To be done → Please turn the whole listing below into a numbered list with one line per number, skipping blank lines. Leave the pictures out of your answer.

(Records from an annotation dataset)
────────────────────
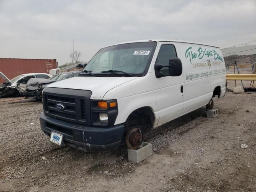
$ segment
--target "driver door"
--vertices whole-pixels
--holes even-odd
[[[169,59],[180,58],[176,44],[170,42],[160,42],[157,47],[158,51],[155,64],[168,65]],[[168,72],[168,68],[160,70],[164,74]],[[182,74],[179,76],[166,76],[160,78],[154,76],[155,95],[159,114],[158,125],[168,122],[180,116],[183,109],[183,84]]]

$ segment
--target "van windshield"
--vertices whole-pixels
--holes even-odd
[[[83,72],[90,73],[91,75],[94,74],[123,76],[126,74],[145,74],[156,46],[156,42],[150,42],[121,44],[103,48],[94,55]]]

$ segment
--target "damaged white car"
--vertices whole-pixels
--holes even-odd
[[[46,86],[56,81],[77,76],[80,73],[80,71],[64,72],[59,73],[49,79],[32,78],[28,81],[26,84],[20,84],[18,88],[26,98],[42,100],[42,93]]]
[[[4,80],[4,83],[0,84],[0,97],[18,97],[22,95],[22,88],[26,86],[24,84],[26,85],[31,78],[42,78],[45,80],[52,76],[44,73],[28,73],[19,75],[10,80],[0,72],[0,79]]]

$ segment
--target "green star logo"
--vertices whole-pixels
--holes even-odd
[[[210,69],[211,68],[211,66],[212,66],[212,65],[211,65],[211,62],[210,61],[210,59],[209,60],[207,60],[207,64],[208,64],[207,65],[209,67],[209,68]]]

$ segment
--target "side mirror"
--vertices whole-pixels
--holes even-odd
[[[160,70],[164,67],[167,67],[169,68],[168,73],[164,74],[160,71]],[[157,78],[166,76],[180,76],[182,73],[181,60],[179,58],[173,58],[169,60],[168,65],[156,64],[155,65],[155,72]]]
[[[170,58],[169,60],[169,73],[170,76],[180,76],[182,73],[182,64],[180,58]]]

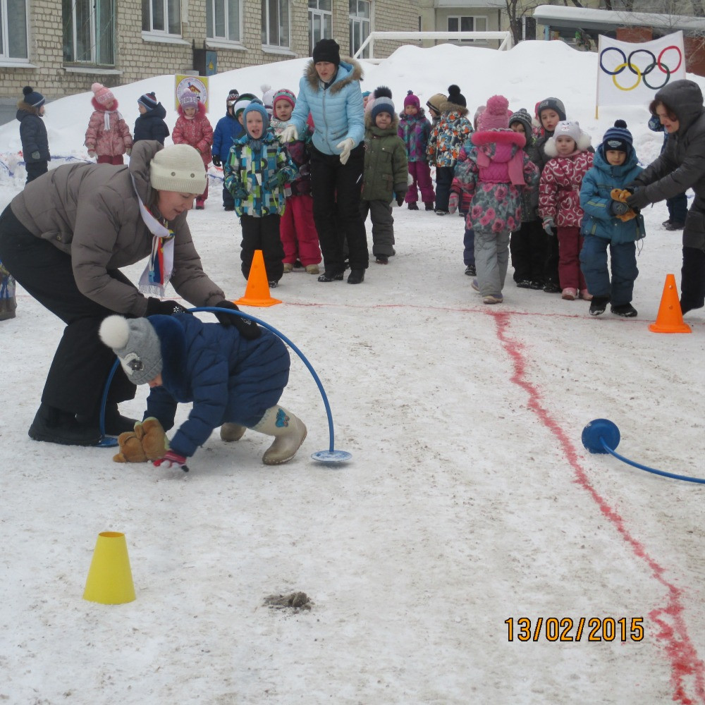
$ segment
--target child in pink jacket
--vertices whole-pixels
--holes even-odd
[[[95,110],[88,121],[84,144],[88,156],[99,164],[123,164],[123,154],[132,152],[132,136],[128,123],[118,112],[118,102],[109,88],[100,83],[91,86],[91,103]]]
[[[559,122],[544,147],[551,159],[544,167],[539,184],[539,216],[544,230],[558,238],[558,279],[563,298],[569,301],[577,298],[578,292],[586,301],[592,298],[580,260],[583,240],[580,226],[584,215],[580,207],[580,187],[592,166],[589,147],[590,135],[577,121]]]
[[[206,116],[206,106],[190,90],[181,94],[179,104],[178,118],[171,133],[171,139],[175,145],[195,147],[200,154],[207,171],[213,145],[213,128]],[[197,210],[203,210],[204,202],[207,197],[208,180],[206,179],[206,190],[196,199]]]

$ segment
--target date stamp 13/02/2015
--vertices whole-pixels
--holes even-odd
────────────────────
Solved problem →
1. $ segment
2. --target "driver door"
3. --vertices whole-pixels
4. --holes even-odd
5. [[[169,59],[180,58],[176,44],[170,42],[160,42],[157,47],[158,51],[155,64],[168,65]],[[168,72],[168,68],[160,70],[164,74]],[[182,74],[179,76],[166,76],[160,78],[154,76],[155,95],[159,114],[158,125],[168,122],[180,116],[183,109],[183,84]]]
6. $ segment
7. --target "van windshield"
8. --vertices whole-pixels
9. --holes even-odd
10. [[[83,72],[90,73],[91,75],[94,74],[123,76],[126,74],[145,74],[156,46],[156,42],[150,42],[121,44],[103,48],[94,55]]]
11. $ segment
12. --target "damaged white car"
13. --vertices whole-pixels
14. --holes even-odd
15. [[[46,86],[56,81],[77,76],[80,73],[80,71],[64,72],[59,73],[49,79],[32,78],[28,81],[26,84],[20,84],[18,88],[26,98],[42,100],[42,93]]]
16. [[[4,80],[4,83],[0,84],[0,97],[18,97],[22,95],[22,88],[26,86],[24,84],[26,85],[31,78],[42,78],[45,80],[52,76],[44,73],[28,73],[19,75],[10,80],[0,72],[0,79]]]
17. $ segment
18. --target "green star logo"
19. --vertices whole-pixels
20. --holes even-odd
21. [[[210,69],[211,68],[211,66],[212,66],[212,65],[211,65],[211,62],[210,61],[210,59],[209,60],[207,60],[207,64],[208,64],[207,65],[209,67],[209,68]]]
22. $ segment
23. --target "side mirror"
24. --vertices whole-pixels
25. --holes even-odd
26. [[[160,70],[164,67],[167,67],[169,68],[168,73],[164,74],[160,71]],[[157,78],[166,76],[180,76],[182,73],[181,60],[179,58],[173,58],[169,60],[168,65],[156,64],[155,65],[155,72]]]
27. [[[170,58],[169,60],[169,73],[170,76],[180,76],[182,73],[182,64],[180,58]]]
28. $ segment
29. --target child in pink jacket
30. --vertices whole-pixels
31. --holes even-odd
32. [[[95,110],[88,121],[84,144],[88,156],[99,164],[123,164],[123,154],[132,152],[132,136],[128,123],[118,112],[118,102],[109,88],[100,83],[91,86],[91,103]]]
33. [[[559,122],[544,147],[551,159],[544,167],[539,184],[539,216],[544,230],[558,238],[558,279],[563,298],[569,301],[577,298],[578,292],[586,301],[592,298],[580,260],[583,240],[580,226],[584,215],[580,207],[580,187],[592,166],[589,147],[590,135],[577,121]]]
34. [[[206,116],[206,106],[190,90],[181,94],[179,104],[178,118],[171,133],[171,139],[175,145],[195,147],[200,154],[207,171],[213,145],[213,128]],[[197,210],[203,210],[204,202],[207,197],[208,180],[206,179],[206,190],[196,199]]]
35. $ segment
36. --target date stamp 13/02/2015
37. --vertices whole-pixels
38. --holes even-odd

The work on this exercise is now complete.